**REQUIREMENTS**
Only the lines from the line holding "[segment] <item>adobe building</item>" through the final line of the entries below are to be returned, exactly as they stand.

**SUPPLIED ENTRIES**
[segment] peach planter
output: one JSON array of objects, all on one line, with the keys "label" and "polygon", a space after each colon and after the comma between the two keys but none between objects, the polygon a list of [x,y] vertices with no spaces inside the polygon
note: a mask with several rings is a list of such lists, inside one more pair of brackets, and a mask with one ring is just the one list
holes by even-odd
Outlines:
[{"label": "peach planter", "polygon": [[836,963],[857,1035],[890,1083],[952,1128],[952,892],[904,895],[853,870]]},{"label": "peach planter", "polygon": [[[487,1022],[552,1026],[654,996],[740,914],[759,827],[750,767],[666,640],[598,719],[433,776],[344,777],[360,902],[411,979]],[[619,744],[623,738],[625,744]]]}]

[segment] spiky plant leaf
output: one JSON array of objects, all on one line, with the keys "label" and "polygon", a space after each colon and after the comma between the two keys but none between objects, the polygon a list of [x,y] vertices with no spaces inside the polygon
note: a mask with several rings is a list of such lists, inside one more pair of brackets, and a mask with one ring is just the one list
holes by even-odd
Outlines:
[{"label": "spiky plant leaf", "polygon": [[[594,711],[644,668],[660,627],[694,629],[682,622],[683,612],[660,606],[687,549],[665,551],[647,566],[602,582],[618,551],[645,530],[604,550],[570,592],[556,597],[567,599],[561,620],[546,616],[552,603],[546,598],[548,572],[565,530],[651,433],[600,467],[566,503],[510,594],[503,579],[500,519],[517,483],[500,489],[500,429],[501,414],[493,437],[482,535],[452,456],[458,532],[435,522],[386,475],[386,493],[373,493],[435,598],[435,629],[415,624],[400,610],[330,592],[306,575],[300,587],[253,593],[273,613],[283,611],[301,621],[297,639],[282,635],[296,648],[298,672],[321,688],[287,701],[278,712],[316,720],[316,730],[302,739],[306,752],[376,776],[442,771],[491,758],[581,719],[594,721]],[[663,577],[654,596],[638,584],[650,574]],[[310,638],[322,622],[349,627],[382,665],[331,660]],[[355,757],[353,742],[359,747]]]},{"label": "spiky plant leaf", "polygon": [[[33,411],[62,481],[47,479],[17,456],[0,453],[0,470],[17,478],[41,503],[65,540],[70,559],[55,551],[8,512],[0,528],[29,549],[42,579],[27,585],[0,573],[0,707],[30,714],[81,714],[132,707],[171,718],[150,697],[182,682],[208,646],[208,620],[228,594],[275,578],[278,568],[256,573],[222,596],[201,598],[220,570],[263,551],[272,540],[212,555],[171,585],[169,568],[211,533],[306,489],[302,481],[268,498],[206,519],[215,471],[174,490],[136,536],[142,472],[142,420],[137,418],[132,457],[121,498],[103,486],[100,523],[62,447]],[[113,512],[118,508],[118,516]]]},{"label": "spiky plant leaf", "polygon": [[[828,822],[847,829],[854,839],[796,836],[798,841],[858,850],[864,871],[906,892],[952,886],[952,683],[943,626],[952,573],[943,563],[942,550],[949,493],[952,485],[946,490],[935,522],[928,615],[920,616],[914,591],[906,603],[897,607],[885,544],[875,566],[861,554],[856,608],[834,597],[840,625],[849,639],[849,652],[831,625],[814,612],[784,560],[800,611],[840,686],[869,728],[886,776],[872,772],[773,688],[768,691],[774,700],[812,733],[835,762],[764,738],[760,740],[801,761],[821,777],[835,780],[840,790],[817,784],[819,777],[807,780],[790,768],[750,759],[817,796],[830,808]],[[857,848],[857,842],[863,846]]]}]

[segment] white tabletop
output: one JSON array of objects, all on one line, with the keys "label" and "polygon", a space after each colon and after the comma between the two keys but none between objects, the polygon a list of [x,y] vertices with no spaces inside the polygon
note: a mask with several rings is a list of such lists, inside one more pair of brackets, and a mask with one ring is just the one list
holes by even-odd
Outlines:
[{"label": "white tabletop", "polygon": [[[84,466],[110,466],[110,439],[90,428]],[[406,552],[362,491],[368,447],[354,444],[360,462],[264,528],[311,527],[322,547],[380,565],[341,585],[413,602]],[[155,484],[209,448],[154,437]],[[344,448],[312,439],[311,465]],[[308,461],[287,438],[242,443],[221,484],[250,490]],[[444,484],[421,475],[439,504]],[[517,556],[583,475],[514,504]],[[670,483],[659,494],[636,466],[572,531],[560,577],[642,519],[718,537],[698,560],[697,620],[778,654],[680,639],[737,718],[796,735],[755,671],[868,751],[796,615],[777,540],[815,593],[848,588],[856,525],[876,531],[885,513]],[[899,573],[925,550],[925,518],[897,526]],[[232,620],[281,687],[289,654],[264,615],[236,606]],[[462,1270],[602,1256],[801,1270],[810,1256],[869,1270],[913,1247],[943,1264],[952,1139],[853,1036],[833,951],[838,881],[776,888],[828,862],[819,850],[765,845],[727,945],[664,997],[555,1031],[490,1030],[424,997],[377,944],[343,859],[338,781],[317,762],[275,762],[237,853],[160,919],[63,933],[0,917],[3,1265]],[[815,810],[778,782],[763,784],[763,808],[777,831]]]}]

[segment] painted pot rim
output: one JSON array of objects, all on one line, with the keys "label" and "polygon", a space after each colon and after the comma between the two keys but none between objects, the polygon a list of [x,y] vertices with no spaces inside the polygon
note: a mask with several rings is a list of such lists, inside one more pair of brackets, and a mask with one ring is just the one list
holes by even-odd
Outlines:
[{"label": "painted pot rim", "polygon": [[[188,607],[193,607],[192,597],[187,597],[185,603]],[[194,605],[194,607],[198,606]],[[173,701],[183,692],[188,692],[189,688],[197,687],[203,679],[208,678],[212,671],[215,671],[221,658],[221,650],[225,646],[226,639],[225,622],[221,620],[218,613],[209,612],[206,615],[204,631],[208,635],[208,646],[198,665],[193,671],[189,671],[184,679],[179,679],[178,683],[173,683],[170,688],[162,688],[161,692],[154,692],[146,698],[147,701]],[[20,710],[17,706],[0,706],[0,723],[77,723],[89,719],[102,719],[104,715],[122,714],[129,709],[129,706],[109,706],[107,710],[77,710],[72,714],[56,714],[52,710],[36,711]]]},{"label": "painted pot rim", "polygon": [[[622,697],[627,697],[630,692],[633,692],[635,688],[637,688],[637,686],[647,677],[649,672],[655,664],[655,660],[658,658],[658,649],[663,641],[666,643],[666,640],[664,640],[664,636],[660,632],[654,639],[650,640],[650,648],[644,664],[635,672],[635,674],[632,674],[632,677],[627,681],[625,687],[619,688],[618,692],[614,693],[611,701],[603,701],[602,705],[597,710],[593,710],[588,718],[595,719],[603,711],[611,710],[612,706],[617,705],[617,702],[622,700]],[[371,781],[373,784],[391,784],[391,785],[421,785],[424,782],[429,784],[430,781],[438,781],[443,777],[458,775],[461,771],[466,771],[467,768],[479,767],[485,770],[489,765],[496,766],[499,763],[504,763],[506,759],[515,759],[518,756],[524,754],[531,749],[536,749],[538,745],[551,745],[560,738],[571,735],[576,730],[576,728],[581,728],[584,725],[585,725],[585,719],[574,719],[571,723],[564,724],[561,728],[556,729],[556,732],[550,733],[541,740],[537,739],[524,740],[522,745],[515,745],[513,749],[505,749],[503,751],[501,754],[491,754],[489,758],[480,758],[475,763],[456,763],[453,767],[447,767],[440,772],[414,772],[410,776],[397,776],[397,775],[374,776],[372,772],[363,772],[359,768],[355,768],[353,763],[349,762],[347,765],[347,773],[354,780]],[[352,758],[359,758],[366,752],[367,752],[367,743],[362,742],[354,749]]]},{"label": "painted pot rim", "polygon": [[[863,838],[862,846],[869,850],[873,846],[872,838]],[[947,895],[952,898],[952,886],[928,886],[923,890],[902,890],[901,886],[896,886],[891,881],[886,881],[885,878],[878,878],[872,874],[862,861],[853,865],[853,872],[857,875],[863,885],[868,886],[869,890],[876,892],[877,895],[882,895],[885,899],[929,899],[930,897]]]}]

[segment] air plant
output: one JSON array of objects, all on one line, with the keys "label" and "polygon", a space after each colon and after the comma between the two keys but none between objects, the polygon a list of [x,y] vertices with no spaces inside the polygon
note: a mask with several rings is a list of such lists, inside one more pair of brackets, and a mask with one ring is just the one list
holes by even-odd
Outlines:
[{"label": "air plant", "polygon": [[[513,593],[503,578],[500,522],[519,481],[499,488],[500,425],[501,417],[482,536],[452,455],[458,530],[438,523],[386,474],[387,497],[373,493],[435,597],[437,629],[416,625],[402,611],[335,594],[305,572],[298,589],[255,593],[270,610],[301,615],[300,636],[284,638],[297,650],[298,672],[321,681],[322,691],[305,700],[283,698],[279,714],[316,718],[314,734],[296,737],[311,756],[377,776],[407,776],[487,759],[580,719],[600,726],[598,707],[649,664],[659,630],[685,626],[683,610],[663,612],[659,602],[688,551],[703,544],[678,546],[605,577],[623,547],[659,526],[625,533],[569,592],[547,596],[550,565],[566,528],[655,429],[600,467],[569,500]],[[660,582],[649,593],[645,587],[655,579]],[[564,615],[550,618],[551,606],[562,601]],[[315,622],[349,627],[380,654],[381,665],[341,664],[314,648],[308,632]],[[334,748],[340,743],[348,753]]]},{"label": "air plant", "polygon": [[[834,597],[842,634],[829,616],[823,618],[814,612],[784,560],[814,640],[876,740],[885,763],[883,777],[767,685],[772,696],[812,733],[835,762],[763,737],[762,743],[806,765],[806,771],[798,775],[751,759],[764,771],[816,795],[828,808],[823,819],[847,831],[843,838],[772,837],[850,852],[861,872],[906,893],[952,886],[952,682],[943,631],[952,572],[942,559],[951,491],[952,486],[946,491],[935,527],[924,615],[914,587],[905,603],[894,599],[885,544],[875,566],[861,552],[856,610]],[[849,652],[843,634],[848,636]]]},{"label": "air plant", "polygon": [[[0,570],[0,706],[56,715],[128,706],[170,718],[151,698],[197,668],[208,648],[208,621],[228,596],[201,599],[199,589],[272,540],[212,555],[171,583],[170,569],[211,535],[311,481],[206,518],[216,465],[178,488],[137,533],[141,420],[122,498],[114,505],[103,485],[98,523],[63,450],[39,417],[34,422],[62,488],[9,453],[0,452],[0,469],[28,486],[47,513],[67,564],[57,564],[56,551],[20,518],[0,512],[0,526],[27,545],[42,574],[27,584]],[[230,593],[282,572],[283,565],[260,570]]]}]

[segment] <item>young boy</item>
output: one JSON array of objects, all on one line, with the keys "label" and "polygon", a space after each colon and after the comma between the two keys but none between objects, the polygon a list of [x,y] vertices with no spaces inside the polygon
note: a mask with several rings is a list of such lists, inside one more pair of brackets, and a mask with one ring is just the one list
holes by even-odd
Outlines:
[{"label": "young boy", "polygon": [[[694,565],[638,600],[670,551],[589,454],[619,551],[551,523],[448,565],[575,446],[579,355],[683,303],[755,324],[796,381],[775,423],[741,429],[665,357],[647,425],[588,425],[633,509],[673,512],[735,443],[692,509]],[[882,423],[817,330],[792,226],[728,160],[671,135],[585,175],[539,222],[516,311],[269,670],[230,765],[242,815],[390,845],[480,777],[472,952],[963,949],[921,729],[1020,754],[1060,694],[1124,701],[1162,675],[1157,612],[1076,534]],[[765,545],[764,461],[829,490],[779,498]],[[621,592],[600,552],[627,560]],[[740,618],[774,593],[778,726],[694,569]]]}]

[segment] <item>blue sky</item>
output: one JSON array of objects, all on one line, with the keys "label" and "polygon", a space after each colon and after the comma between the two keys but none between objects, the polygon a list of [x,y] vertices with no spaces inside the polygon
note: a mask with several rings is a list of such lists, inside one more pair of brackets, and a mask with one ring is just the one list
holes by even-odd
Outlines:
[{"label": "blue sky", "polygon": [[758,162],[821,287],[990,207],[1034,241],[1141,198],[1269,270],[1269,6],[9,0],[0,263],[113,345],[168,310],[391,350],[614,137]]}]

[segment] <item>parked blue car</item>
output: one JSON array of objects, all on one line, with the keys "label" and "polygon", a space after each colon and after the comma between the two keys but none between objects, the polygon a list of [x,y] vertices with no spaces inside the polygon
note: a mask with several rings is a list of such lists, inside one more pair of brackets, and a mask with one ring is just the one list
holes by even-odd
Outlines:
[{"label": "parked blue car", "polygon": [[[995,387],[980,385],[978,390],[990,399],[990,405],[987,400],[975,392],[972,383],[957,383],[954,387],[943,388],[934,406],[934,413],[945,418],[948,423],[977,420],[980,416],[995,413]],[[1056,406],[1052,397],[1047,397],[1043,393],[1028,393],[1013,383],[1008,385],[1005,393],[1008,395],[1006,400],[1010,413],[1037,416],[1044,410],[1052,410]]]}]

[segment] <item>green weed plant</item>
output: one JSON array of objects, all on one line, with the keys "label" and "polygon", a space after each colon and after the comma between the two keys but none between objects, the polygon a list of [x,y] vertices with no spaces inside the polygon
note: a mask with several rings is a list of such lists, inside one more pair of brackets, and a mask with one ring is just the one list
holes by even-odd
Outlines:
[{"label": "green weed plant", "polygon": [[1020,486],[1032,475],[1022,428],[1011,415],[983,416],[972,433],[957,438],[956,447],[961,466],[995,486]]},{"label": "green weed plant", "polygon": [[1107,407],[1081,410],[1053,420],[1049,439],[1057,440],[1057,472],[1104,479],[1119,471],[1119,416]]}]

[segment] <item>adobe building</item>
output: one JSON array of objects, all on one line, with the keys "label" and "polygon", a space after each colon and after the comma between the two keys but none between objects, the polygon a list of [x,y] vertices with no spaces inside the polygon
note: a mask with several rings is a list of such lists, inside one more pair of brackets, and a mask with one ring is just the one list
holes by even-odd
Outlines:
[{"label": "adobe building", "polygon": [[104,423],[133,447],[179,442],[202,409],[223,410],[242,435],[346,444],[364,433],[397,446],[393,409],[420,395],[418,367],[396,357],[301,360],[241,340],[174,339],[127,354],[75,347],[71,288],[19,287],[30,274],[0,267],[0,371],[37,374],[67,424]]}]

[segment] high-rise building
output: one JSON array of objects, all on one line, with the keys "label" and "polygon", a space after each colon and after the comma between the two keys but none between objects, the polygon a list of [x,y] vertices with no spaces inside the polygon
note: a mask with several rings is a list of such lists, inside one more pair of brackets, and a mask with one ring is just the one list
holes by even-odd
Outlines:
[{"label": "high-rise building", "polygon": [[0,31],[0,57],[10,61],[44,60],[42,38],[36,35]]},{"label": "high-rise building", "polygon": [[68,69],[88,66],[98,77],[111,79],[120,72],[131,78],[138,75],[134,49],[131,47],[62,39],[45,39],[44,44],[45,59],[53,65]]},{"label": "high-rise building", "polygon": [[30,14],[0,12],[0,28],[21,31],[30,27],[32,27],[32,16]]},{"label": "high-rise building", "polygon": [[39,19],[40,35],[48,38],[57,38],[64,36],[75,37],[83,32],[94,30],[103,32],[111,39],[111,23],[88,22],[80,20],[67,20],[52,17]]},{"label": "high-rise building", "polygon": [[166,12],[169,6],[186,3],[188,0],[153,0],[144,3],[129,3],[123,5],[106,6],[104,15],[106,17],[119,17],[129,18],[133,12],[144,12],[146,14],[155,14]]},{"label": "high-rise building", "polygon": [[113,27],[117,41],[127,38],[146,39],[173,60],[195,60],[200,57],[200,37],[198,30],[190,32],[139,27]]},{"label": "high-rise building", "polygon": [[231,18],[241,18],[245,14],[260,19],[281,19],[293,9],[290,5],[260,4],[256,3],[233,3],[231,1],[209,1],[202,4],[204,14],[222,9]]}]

**TASK SOLUTION**
[segment] <item>adobe building</item>
output: one JSON array of objects, all on one line, with the keys "label" and "polygon", a space after each colon and after the comma between the two keys but none between objects, the polygon a list of [x,y] vertices with no spaces inside the polygon
note: a mask with several rings is a list of such lists, inside one more pair of brackets, and a mask with one ring is just the one list
holes by even-odd
Outlines:
[{"label": "adobe building", "polygon": [[104,423],[133,447],[179,442],[202,409],[223,410],[242,435],[346,444],[364,433],[397,446],[393,409],[420,395],[418,367],[396,357],[301,360],[241,340],[174,339],[127,354],[75,347],[71,288],[19,287],[30,274],[0,267],[0,371],[37,374],[67,424]]}]

[segment] high-rise building
output: one JSON array of objects, all on one line, with the keys "label" and "polygon", a space after each colon and after the comma between the two keys but none between objects, the polygon a list of [x,y] vertices with no spaces inside the polygon
note: a mask with several rings is a list of such lists, inside one more pair of brackets, and a mask with one ring is just the one list
holes by even-odd
Outlines:
[{"label": "high-rise building", "polygon": [[0,31],[0,57],[10,61],[44,60],[42,38],[36,35]]},{"label": "high-rise building", "polygon": [[68,69],[88,66],[98,77],[111,79],[120,72],[131,78],[138,75],[134,49],[131,47],[62,39],[45,39],[44,44],[45,59],[53,65]]},{"label": "high-rise building", "polygon": [[30,14],[0,12],[0,28],[21,31],[30,27],[32,27],[32,16]]},{"label": "high-rise building", "polygon": [[39,19],[40,35],[48,38],[57,38],[64,36],[75,37],[83,32],[94,30],[103,32],[111,39],[111,23],[88,22],[80,20],[67,20],[52,17]]},{"label": "high-rise building", "polygon": [[166,12],[169,6],[186,3],[188,0],[153,0],[144,3],[129,3],[123,5],[106,6],[104,15],[106,17],[119,17],[129,18],[133,12],[144,12],[146,14],[155,14]]},{"label": "high-rise building", "polygon": [[113,27],[117,41],[127,38],[146,39],[173,60],[195,60],[200,57],[200,37],[198,30],[190,32],[139,27]]},{"label": "high-rise building", "polygon": [[231,18],[241,18],[245,14],[260,19],[281,19],[293,9],[290,5],[260,4],[256,3],[233,3],[231,1],[209,1],[202,4],[204,14],[222,9]]}]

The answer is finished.